───── LISTED RECORDS

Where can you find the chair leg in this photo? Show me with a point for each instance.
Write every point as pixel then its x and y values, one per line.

──────────
───── LISTED RECORDS

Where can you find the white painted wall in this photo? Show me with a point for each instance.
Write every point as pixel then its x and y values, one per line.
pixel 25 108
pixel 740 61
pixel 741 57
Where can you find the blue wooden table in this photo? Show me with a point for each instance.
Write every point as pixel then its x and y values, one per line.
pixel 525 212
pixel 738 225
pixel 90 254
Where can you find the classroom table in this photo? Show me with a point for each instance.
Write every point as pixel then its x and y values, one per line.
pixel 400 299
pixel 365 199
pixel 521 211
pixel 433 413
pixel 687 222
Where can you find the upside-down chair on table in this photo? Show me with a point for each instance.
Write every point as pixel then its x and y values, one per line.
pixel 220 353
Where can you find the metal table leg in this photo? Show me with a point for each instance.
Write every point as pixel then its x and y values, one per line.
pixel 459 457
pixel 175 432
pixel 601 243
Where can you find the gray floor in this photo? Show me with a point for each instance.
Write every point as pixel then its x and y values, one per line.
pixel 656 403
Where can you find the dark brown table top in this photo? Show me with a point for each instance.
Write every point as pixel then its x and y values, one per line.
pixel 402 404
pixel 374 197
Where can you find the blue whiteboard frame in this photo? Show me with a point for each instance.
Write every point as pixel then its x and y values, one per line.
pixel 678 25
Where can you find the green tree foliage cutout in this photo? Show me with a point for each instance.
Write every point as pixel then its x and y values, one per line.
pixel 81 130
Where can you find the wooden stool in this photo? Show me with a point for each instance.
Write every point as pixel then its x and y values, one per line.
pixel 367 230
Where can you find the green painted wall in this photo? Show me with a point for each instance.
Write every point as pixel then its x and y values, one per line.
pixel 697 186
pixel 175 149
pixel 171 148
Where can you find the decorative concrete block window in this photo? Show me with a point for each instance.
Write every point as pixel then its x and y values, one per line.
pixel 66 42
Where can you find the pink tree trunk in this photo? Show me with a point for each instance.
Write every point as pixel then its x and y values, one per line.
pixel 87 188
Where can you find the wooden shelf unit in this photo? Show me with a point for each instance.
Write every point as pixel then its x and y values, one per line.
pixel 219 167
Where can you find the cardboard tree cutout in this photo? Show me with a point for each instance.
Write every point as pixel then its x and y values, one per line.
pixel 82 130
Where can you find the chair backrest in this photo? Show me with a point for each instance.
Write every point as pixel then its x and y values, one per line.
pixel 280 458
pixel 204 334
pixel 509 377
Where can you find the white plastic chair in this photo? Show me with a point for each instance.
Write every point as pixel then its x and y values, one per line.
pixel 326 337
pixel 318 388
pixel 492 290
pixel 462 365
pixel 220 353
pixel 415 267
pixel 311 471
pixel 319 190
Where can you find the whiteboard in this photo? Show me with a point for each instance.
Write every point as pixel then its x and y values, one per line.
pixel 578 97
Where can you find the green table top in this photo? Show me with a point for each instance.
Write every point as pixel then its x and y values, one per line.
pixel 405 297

──────────
───── LISTED RECORDS

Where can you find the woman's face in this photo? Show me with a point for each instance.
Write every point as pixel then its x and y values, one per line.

──────────

_WHAT YOU HAVE TO DO_:
How many lines in the data above contain the word "wooden"? Reply with the number alone.

_FINAL ANSWER_:
3